+++ Texto para leitura +++
18/07/2014
O Banco Nacional de Desenvolvimento Econômico e Social (BNDES) acelerou os desembolsos de empréstimos neste ano. Já foram liberados R$ 194,8 bilhões nos 12 meses encerrados em abril, superando, pelo menos por enquanto, o recorde de R$ 190,4 bilhões observado ao longo de 2013. Apesar disso, o Banco Central prevê uma retração de 2,4% no volume de investimentos na economia neste ano. Desde 2008, quando o BNDES passou a receber aportes periódicos de recursos do Tesouro Nacional, da ordem de R$ 400 bilhões, sua carteira de crédito saltou de 6,2% do Produto Interno Bruto (PIB) para 10,6% do PIB. A taxa de investimento na economia, porém, não reagiu. Pelo contrário: saiu de 18,3% em 2008 para um pico de 19,5% em 2011, para então entrar em trajetória de declínio, chegando a apenas 17,7% do PIB em março passado.
Para muitos, esses dados mostram que os financiamentos subsidiados do BNDES representam apenas uma transferência de dinheiro público para os empresários, sem gerar ganhos reais à economia. Dados agregados, porém, podem levar a conclusões enganosas e não permitem, por exemplo, responder se a taxa de investimento seria ainda menor se não fosse a atuação do BNDES.
+++ Dados fornecidos +++
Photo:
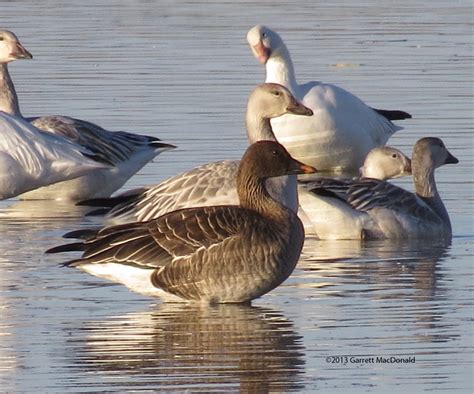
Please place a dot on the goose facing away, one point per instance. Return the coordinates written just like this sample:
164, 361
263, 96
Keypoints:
343, 128
212, 183
31, 158
215, 254
377, 209
127, 152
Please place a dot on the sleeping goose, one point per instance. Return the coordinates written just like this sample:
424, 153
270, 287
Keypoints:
326, 218
343, 128
31, 158
215, 254
370, 208
213, 183
127, 152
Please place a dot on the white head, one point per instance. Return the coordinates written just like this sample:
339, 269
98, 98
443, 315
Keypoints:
430, 152
264, 43
384, 163
270, 100
11, 48
267, 101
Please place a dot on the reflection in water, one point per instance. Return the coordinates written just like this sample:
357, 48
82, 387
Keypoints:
401, 277
186, 347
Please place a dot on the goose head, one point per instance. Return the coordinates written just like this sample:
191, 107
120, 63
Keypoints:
268, 159
264, 43
430, 152
11, 48
384, 163
270, 100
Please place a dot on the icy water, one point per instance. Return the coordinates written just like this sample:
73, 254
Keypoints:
182, 71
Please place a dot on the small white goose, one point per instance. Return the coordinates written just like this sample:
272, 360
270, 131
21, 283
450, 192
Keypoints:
370, 208
213, 183
216, 254
31, 158
343, 128
126, 152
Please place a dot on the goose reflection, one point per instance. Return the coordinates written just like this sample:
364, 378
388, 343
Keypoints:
377, 265
191, 347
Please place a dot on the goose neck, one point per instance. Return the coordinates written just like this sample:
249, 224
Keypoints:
253, 195
8, 96
425, 188
280, 69
258, 127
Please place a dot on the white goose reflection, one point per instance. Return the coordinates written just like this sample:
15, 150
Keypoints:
388, 283
190, 347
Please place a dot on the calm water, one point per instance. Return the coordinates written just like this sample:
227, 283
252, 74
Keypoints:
181, 70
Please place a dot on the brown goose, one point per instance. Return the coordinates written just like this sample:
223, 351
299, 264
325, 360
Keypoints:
+++
Instruções do exercício
A) Reescreva o trecho do texto sobre o BNDES que começa em "Para muitos, esses" e vai até "atuação do BNDES.", trocando "empresários" por "industriais".
B) De acordo com o texto sobre o BNDES, quanto o banco já liberou em empréstimos nos 12 meses encerrados em abril?
C) Como você resumiria o texto sobre o BNDES em duas frases?

As soluções
A)
Para muitos, esses dados mostram que os financiamentos subsidiados do BNDES representam apenas uma transferência de dinheiro público para os industriais, sem gerar ganhos reais à economia. Dados agregados, porém, podem levar a conclusões enganosas e não permitem, por exemplo, responder se a taxa de investimento seria ainda menor se não fosse a atuação do BNDES.

B) R$ 194,8 bilhões.

C) Desde 2008, com aportes do Tesouro Nacional, a carteira de crédito do BNDES saltou de 6,2% para 10,6% do PIB, e seus desembolsos bateram recorde. Apesar disso, a taxa de investimento na economia não reagiu e chegou a apenas 17,7% do PIB em março passado, o que, para muitos, mostra que os financiamentos subsidiados só transferem dinheiro público aos empresários, embora dados agregados possam levar a conclusões enganosas.